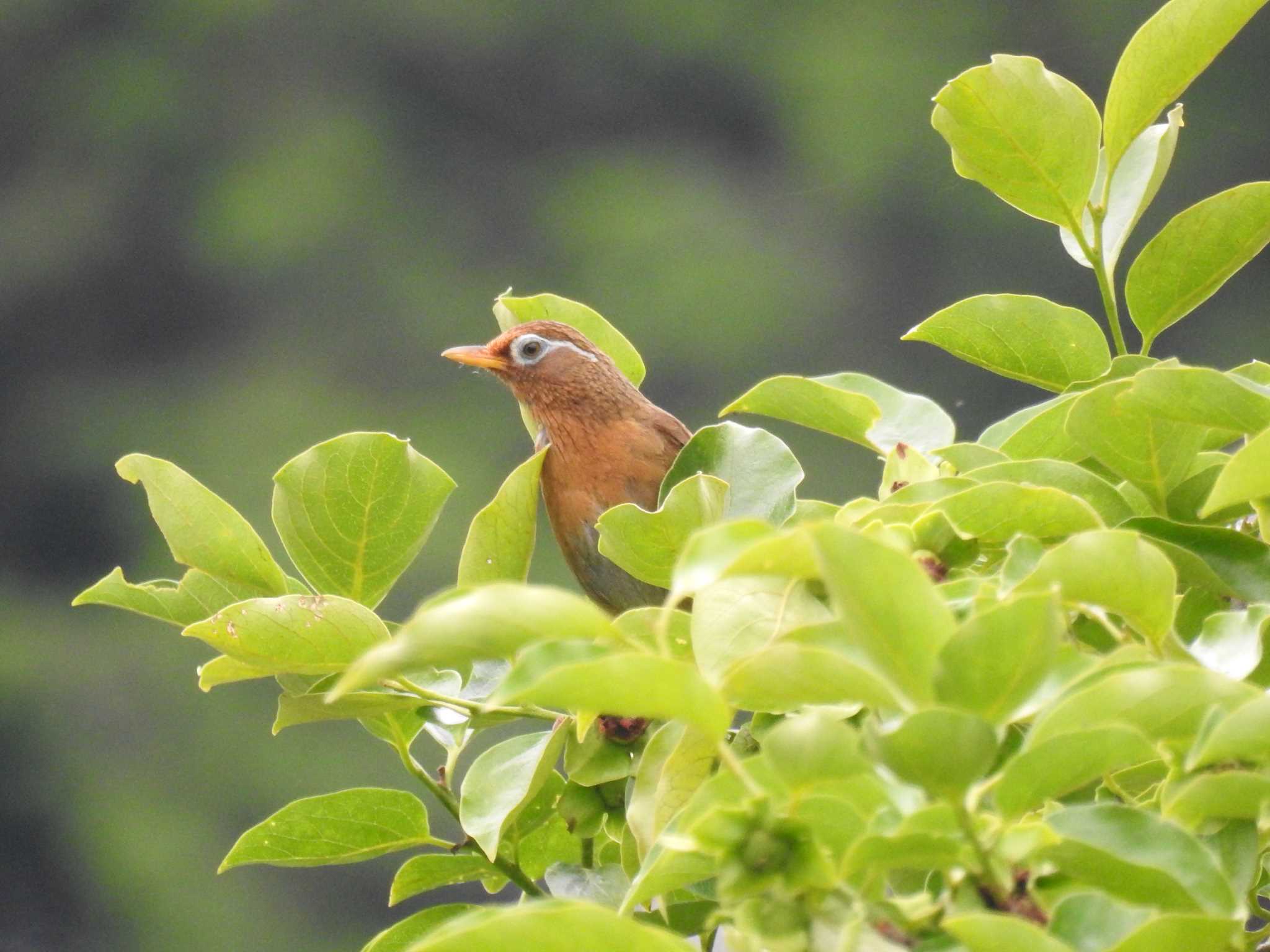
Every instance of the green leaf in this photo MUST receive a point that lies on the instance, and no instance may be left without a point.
(1203, 397)
(334, 828)
(1070, 478)
(1024, 133)
(992, 932)
(741, 615)
(404, 935)
(893, 614)
(1176, 932)
(1236, 795)
(1242, 734)
(996, 512)
(647, 545)
(1165, 702)
(298, 633)
(500, 537)
(940, 749)
(1139, 857)
(1113, 569)
(504, 780)
(202, 530)
(603, 885)
(675, 763)
(634, 684)
(489, 622)
(511, 311)
(224, 669)
(1196, 253)
(853, 407)
(196, 597)
(1137, 179)
(1246, 478)
(1152, 454)
(1067, 762)
(430, 871)
(1165, 55)
(355, 512)
(791, 674)
(996, 662)
(1020, 337)
(1232, 643)
(310, 708)
(1223, 560)
(549, 926)
(760, 470)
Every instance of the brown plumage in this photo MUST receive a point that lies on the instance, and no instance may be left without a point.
(610, 444)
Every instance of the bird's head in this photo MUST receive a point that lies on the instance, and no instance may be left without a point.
(549, 364)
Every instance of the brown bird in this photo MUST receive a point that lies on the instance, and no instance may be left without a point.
(609, 443)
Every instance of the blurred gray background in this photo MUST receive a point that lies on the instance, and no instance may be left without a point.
(231, 229)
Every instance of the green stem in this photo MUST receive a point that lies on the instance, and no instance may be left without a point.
(511, 870)
(470, 707)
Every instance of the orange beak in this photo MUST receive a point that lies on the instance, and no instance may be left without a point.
(475, 356)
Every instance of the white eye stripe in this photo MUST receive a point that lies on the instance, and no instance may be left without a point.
(546, 346)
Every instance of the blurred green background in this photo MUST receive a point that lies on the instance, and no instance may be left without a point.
(231, 229)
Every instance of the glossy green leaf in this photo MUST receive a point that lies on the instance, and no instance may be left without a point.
(760, 470)
(1113, 569)
(1223, 560)
(201, 528)
(430, 871)
(993, 932)
(224, 669)
(893, 615)
(1203, 397)
(1093, 922)
(1176, 932)
(196, 597)
(489, 622)
(1067, 762)
(1163, 701)
(1236, 795)
(500, 537)
(549, 926)
(1246, 478)
(675, 763)
(1163, 56)
(1057, 474)
(404, 935)
(790, 674)
(510, 311)
(1139, 857)
(1020, 337)
(997, 659)
(636, 684)
(737, 616)
(355, 512)
(997, 512)
(1242, 734)
(334, 828)
(853, 407)
(1024, 133)
(1196, 253)
(940, 749)
(298, 633)
(647, 545)
(502, 781)
(1137, 179)
(1233, 643)
(1152, 454)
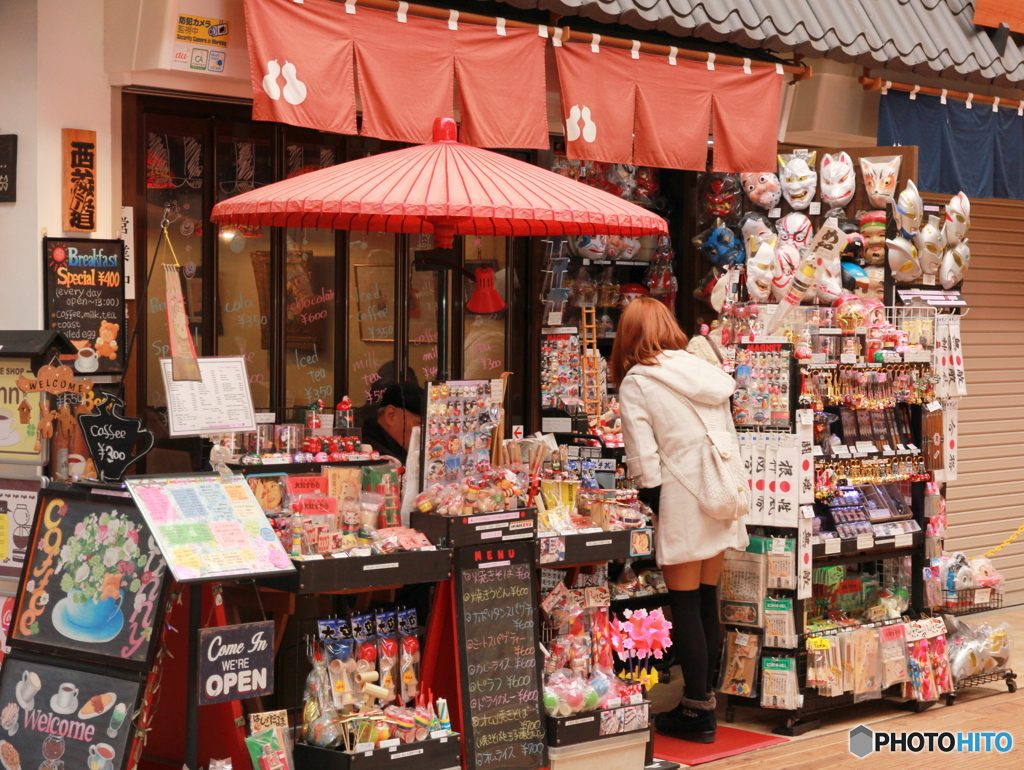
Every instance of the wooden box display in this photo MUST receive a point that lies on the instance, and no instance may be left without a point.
(433, 754)
(606, 723)
(325, 573)
(480, 528)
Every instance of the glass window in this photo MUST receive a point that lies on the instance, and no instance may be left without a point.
(483, 335)
(174, 178)
(245, 297)
(309, 300)
(372, 319)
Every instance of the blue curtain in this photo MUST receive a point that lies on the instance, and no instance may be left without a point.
(975, 151)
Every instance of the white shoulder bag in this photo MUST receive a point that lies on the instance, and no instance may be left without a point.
(724, 494)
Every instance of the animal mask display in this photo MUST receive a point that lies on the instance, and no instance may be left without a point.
(931, 242)
(872, 227)
(762, 188)
(756, 228)
(720, 196)
(786, 262)
(954, 264)
(720, 245)
(908, 210)
(795, 228)
(957, 218)
(880, 178)
(799, 179)
(838, 179)
(903, 260)
(760, 271)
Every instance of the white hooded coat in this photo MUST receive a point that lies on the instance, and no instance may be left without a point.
(654, 418)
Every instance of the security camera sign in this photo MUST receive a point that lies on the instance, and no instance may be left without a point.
(236, 662)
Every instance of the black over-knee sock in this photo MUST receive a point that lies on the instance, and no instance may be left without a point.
(688, 639)
(712, 629)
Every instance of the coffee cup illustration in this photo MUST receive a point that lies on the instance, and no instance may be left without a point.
(87, 360)
(26, 690)
(100, 757)
(66, 699)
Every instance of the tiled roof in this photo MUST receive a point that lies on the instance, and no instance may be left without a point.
(929, 37)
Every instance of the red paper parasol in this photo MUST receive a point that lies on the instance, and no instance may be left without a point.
(442, 187)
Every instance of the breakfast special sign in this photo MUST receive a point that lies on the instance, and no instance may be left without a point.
(85, 300)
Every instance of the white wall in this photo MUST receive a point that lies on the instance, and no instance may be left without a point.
(51, 77)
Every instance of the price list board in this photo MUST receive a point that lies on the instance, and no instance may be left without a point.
(496, 622)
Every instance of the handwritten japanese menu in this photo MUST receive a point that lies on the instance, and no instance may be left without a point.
(220, 403)
(209, 527)
(503, 724)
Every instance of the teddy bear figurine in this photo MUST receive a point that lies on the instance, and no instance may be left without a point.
(107, 342)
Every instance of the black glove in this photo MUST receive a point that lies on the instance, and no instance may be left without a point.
(650, 497)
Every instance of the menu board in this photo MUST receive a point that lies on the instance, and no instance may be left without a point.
(220, 403)
(209, 527)
(17, 508)
(55, 716)
(85, 300)
(93, 582)
(503, 720)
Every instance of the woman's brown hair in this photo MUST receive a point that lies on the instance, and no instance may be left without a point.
(645, 329)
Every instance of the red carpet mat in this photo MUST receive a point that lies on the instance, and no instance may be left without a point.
(728, 742)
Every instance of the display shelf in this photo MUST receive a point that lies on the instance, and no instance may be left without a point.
(247, 470)
(966, 601)
(478, 529)
(329, 573)
(884, 548)
(589, 548)
(582, 728)
(433, 754)
(998, 675)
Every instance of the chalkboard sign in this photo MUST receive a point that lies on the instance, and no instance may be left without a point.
(52, 714)
(236, 662)
(375, 303)
(85, 299)
(112, 438)
(93, 582)
(496, 621)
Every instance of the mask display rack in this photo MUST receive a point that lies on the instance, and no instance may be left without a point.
(845, 385)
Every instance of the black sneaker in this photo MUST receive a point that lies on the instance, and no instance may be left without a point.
(691, 720)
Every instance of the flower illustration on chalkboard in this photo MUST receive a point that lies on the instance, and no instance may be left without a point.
(99, 562)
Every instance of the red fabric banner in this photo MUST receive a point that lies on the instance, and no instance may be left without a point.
(744, 118)
(300, 57)
(648, 112)
(406, 73)
(598, 102)
(502, 92)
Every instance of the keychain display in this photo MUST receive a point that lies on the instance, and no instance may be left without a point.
(763, 385)
(560, 371)
(460, 424)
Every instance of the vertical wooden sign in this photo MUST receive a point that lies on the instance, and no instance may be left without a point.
(79, 199)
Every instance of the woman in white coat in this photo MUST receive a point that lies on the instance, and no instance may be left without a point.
(664, 436)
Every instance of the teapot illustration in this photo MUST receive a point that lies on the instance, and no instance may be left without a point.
(112, 438)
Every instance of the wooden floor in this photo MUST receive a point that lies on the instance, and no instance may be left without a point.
(984, 709)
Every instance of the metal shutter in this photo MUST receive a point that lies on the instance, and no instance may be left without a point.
(985, 504)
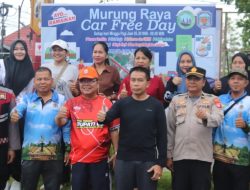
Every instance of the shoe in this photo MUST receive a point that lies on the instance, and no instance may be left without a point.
(42, 187)
(16, 185)
(7, 186)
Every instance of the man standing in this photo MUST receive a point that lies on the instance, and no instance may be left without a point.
(142, 133)
(90, 141)
(190, 120)
(41, 149)
(9, 134)
(231, 142)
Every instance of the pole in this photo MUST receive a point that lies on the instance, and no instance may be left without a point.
(19, 19)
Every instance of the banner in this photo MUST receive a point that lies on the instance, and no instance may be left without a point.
(35, 22)
(165, 29)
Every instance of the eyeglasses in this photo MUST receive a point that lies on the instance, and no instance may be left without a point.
(194, 78)
(87, 81)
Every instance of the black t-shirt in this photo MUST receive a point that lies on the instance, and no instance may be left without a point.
(142, 129)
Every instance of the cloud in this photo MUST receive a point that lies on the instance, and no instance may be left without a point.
(189, 8)
(62, 12)
(67, 33)
(240, 141)
(162, 43)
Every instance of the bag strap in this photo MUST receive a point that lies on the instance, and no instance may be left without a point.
(60, 74)
(228, 109)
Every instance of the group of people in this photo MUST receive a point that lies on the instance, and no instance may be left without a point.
(62, 115)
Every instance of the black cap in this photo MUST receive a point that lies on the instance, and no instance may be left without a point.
(238, 71)
(196, 71)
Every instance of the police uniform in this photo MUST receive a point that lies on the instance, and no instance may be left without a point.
(190, 138)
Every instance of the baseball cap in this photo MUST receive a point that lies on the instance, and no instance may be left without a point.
(61, 43)
(239, 71)
(88, 72)
(196, 71)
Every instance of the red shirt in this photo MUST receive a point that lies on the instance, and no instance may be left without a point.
(156, 87)
(90, 141)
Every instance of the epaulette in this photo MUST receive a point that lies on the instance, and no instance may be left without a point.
(6, 90)
(181, 95)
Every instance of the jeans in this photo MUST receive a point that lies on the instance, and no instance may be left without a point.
(95, 175)
(3, 166)
(129, 173)
(50, 170)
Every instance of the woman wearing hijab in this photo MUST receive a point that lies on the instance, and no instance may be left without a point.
(239, 60)
(109, 77)
(177, 84)
(17, 74)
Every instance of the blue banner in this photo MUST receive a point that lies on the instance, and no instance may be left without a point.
(166, 30)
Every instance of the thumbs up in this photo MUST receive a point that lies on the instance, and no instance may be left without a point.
(239, 122)
(62, 113)
(101, 115)
(14, 117)
(177, 80)
(217, 85)
(124, 92)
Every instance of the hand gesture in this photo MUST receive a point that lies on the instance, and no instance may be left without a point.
(101, 115)
(11, 156)
(124, 92)
(157, 172)
(73, 85)
(14, 117)
(217, 85)
(62, 114)
(201, 114)
(66, 158)
(239, 122)
(170, 164)
(177, 80)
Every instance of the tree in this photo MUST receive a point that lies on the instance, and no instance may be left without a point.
(243, 6)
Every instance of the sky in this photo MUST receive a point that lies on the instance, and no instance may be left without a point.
(11, 22)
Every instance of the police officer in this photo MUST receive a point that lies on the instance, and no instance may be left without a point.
(190, 120)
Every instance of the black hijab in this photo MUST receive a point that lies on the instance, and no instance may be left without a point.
(18, 73)
(245, 59)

___

_Do this_:
Give the stretch of rows from the line containing "Every instance of the black hijab" through the last row above as a numbered list, leaving out blank lines.

_Final answer_:
1. Every instance of the black hijab in this photo MUST receive a point that lies on the instance, and no instance may be left without a point.
2. (18, 73)
3. (245, 59)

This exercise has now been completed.